• _The problem_
Without altering anything, repeat each of the records.

• _Dataset excerpts_
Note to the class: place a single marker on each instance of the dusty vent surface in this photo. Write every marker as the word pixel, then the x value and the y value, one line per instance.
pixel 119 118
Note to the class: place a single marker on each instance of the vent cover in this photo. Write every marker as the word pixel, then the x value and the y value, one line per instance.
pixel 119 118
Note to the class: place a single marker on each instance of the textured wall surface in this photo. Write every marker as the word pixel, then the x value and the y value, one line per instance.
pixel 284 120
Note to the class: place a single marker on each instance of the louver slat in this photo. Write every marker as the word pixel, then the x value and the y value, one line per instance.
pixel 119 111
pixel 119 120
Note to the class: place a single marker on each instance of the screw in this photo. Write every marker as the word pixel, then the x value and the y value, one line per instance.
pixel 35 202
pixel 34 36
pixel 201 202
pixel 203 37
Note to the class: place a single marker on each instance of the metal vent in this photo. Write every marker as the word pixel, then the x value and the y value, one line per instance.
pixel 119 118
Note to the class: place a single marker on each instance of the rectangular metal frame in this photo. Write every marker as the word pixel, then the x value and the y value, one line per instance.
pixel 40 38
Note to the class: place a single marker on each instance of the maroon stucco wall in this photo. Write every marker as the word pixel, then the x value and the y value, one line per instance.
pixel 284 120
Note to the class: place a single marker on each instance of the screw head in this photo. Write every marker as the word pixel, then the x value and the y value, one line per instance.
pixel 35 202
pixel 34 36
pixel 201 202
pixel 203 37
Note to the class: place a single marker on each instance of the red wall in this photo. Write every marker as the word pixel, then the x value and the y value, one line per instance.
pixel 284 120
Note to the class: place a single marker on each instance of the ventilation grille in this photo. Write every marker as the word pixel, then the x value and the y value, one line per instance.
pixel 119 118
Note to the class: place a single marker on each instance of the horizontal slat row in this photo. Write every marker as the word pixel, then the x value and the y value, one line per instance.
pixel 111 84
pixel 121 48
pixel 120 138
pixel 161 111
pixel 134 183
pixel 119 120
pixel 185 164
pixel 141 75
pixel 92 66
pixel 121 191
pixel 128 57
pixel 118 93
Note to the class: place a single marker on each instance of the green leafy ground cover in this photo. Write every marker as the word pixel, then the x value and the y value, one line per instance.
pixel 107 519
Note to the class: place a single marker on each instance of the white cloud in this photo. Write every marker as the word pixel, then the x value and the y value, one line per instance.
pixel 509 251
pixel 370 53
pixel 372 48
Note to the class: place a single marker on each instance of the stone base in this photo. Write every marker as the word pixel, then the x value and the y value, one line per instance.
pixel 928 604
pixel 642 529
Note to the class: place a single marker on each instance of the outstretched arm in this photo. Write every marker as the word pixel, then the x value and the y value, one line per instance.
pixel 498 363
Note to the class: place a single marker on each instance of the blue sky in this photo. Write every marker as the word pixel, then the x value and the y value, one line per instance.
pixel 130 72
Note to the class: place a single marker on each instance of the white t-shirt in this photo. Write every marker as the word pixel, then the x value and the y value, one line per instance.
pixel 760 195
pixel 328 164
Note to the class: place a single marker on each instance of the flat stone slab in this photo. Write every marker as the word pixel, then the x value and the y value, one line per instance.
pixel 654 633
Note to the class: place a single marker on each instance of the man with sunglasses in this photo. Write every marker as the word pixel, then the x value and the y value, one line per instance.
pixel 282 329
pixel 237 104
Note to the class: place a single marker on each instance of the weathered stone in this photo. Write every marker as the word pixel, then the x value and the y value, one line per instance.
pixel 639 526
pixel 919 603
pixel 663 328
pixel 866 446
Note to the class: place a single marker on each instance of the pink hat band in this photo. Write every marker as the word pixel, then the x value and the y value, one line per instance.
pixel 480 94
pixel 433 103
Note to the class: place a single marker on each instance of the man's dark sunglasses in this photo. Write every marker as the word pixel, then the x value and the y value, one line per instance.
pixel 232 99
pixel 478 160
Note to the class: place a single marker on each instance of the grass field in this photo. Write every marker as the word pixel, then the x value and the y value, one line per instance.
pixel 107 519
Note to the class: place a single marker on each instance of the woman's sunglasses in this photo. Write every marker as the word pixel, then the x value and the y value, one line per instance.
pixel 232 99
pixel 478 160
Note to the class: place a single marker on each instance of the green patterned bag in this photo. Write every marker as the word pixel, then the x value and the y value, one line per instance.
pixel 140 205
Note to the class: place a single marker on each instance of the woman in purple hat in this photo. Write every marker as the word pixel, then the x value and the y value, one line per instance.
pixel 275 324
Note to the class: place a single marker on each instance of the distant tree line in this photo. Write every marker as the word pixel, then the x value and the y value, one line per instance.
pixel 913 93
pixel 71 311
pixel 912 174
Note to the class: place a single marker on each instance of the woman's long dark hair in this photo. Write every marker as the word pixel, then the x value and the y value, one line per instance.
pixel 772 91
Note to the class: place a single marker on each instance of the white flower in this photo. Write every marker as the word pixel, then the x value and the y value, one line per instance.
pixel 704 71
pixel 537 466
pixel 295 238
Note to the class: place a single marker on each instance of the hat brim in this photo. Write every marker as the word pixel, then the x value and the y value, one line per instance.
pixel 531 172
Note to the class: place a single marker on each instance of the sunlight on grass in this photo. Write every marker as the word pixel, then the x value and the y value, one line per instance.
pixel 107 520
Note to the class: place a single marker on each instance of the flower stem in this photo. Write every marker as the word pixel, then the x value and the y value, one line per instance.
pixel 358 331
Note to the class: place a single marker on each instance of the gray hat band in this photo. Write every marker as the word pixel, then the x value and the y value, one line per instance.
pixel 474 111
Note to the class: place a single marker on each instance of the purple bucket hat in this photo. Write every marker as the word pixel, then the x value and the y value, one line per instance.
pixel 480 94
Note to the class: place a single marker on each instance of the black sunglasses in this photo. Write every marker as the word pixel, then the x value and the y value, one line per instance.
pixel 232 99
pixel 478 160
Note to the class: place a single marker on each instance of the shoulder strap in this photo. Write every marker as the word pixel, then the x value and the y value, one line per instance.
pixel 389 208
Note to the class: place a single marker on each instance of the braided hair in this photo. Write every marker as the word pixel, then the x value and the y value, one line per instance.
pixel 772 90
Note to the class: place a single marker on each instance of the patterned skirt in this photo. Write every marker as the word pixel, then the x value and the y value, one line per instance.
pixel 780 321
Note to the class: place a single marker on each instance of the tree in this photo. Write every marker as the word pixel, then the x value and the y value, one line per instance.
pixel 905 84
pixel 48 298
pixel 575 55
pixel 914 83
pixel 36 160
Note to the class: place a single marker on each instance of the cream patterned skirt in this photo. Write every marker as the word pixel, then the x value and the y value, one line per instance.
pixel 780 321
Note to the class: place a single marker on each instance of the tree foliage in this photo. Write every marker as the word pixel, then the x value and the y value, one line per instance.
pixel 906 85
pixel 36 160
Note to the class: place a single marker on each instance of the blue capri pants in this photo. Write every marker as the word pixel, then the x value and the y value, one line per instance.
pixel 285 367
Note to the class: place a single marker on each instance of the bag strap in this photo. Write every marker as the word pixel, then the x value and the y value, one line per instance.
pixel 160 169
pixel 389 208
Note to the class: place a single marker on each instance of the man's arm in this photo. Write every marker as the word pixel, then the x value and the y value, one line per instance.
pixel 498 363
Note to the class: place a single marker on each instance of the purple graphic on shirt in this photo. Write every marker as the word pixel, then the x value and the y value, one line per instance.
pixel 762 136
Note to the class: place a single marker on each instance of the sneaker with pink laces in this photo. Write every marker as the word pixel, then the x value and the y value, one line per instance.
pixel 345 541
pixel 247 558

• _Written answer_
Note to the class: place a single marker on each instance of the dusty vent surface in this photo. Write every marker as the word pixel, then the x value and the y value, one line per instance.
pixel 119 118
Note to the class: place a single marker on each instance of the vent cover in this photo. Write every marker as the word pixel, then the x value and the y value, one line per instance.
pixel 119 118
Note to the class: place a single marker on each instance of the textured wall surface in this photo. Write every marker as the word pixel, then the x value and the y value, one line per instance.
pixel 284 120
Note to the class: place a single marker on each instance of the louver slat in this photo. Write every marker as the word pixel, then the x value and the y value, one line per instance.
pixel 119 111
pixel 119 120
Note to the class: place a single marker on each instance of the screw in this photo. Write every marker as the word pixel, then the x value and the y value, one line per instance.
pixel 35 202
pixel 34 36
pixel 201 202
pixel 203 37
Note to the class: place a single marker on each instance of the metal vent in this photo. Write every marker as the word pixel, then the x value and the y value, one line per instance.
pixel 119 118
Note to the class: place a single marker on each instance of the rectangular metal frame in this photo. Write every marker as the word pixel, then the x value and the y value, one line per instance.
pixel 40 38
Note to the class: place a single marker on each instance of the maroon stucco wall in this photo. Write every marker as the word pixel, then the x value and the y value, one line per instance.
pixel 284 120
Note to the class: place a single marker on each instance of the screw head in this photo. Write every marker as the word pixel, then the x value and the y value, one line per instance.
pixel 35 202
pixel 34 36
pixel 201 202
pixel 203 37
Note to the class: place a single marker on each instance of the red wall in this photo. Write every marker as the word pixel, then the x value and the y value, one line per instance.
pixel 284 120
Note to the class: place a single marker on each instance of the ventilation grille in this photo. Write every marker as the word pixel, then the x value and the y value, one line per instance.
pixel 119 118
Note to the class: place a single marker on each instance of the horizontal slat row in this photo. Write every marker as the word pixel, then the x value and the y value, one line per instance.
pixel 111 84
pixel 121 48
pixel 120 138
pixel 161 111
pixel 134 183
pixel 119 120
pixel 185 164
pixel 141 75
pixel 92 66
pixel 121 191
pixel 128 57
pixel 118 93
Note to the class: place a single marker on each instance of the green leafy ground cover in this photo. Write every marker as the word pixel, then the x value and the y value, one line per instance.
pixel 107 519
Note to the class: place a single marker on each instance of the white cloud in this photo. Write every marker as the word pixel, then the x value and the y value, one line per instance.
pixel 509 251
pixel 370 53
pixel 372 48
Note to the class: place a single marker on each instance of the stone base in this photo. Write every marker as the word pixel, then the x value and the y value, one line per instance.
pixel 928 604
pixel 642 529
Note to the class: place a single marker on each instance of the outstretched arm in this photo. Write every marker as the word pixel, then the x value and the y value, one line per instance.
pixel 498 363
Note to the class: place a single marker on each instance of the blue sky in this photo. Write every marker as the word pixel, then the x value and the y value, one line per instance.
pixel 130 72
Note to the class: place a single marker on each instance of the white t-shirt in this photo. Write every marker as the word pixel, then the x value and the y value, one line per instance.
pixel 760 195
pixel 328 164
Note to the class: place a single marker on each instance of the flat stone slab in this photo. Write every marker as the word pixel, then the x value and the y value, one line per instance.
pixel 654 633
Note to the class: place a single marker on each instance of the man with sunglasses in this photo. Write every marker as the word pixel, then the x value and the y value, one line per instance.
pixel 282 329
pixel 237 104
Note to the class: place a single marker on each instance of the weathered stone in this photo. Write every marker as the word pixel, then the x value and the y value, one line per instance.
pixel 639 526
pixel 919 603
pixel 663 328
pixel 866 446
Note to the class: place a single marker on each instance of the pink hat band in this photo. Write every marker as the word pixel, then the x value and the y value, one line per instance.
pixel 480 94
pixel 433 103
Note to the class: place a single marker on each instance of the man's dark sunglasses in this photo. Write every marker as the word pixel, then the x value and the y value, one line per instance.
pixel 232 99
pixel 478 160
Note to the class: place a single marker on each instance of the grass field in this photo. Write every marker as the word pixel, then the x value and the y value, one line per instance.
pixel 107 519
Note to the class: place a single marker on each instance of the woman's sunglasses in this photo. Write every marker as the word pixel, then the x value and the y value, one line per instance.
pixel 232 99
pixel 478 160
Note to the class: place a single marker on each instance of the green patterned bag in this photo. Write every marker as the word pixel, then the x value and the y value, one line per instance.
pixel 140 205
Note to the class: place a single marker on each instance of the woman in purple hat in this photo. Write every marker as the word pixel, then the x value and the y value, one line per instance.
pixel 275 324
Note to the class: place a single marker on each instance of the distant tree line in this photo. Write every marker as the word pixel, then the x value and the y value, one line per instance.
pixel 913 93
pixel 71 311
pixel 912 174
Note to the class: place a single marker on each instance of the woman's long dark hair in this photo. Write every marker as the word pixel, then the x value and the y value, one line per instance.
pixel 772 91
Note to the class: place a single marker on each instance of the white flower in this photo. Write every marker as the word pixel, then the x value and the y value, one line per instance.
pixel 704 71
pixel 537 466
pixel 295 238
Note to the class: place a single marker on each instance of the hat brim in this photo. Write every marker as the word pixel, then the x value and the y value, one line per instance.
pixel 531 172
Note to the class: place a single marker on each instance of the sunlight on grass in this photo. Write every marker as the word pixel, then the x value and the y value, one line per instance.
pixel 107 520
Note to the class: place a single marker on each instance of the flower stem in this photo. Write every marker as the word pixel, then the x value and the y value, one line per instance.
pixel 358 331
Note to the class: place a single marker on each instance of the gray hat band in this photo. Write every marker as the word pixel, then the x value and the y value, one line per instance.
pixel 474 111
Note to the class: place a single marker on each instance of the purple bucket hat in this photo. Write every marker as the word pixel, then the x value and the y value, one line per instance.
pixel 480 94
Note to the class: place a single marker on each instance of the black sunglasses in this photo. Write every marker as the word pixel, then the x value and the y value, one line per instance.
pixel 232 99
pixel 478 160
Note to the class: place a single marker on each instance of the shoulder strap in this photo. Write every marker as the word pixel, then the x value and the y value, one line per instance.
pixel 389 208
Note to the class: place a single marker on each instance of the braided hair in this photo. Write every marker as the word pixel, then the x value and the y value, one line per instance.
pixel 772 90
Note to the class: place a single marker on each instance of the patterned skirt in this photo. Write every marker as the word pixel, then the x value and the y value, one line per instance.
pixel 780 321
Note to the class: place a single marker on each instance of the tree in this photo. Write every marker as the word pixel, then the x value and the y value, one line per instance.
pixel 905 84
pixel 48 298
pixel 575 55
pixel 914 83
pixel 36 160
Note to the class: place a single marker on each instance of the cream patterned skirt in this photo. Write every marker as the word pixel, then the x value and the y value, one line per instance.
pixel 780 321
Note to the class: place a single marker on each instance of the tree foliage in this photo. Write every marker as the word pixel, then the x value and the y value, one line per instance.
pixel 906 85
pixel 36 160
Note to the class: place a single marker on each instance of the blue capri pants in this photo. Write every marker as the word pixel, then the x value and the y value, one line per instance.
pixel 285 367
Note to the class: place a single marker on each instance of the bag strap in this photo. Write every marker as the word pixel, then the x value and the y value, one line per instance.
pixel 160 169
pixel 389 208
Note to the class: place a single marker on each instance of the man's arm in this photo. Write every marker as the word pixel, then the x value and the y value, one line per instance.
pixel 498 363
Note to the class: place a single marker on each instance of the purple graphic on shirt in this photo. Write every marker as the word pixel, then the x value and the y value, one line per instance.
pixel 762 136
Note to the class: place a single marker on each instance of the sneaker with pink laces in this photo. Write every marker as the word pixel, then the x value and the y value, one line per instance.
pixel 345 541
pixel 247 558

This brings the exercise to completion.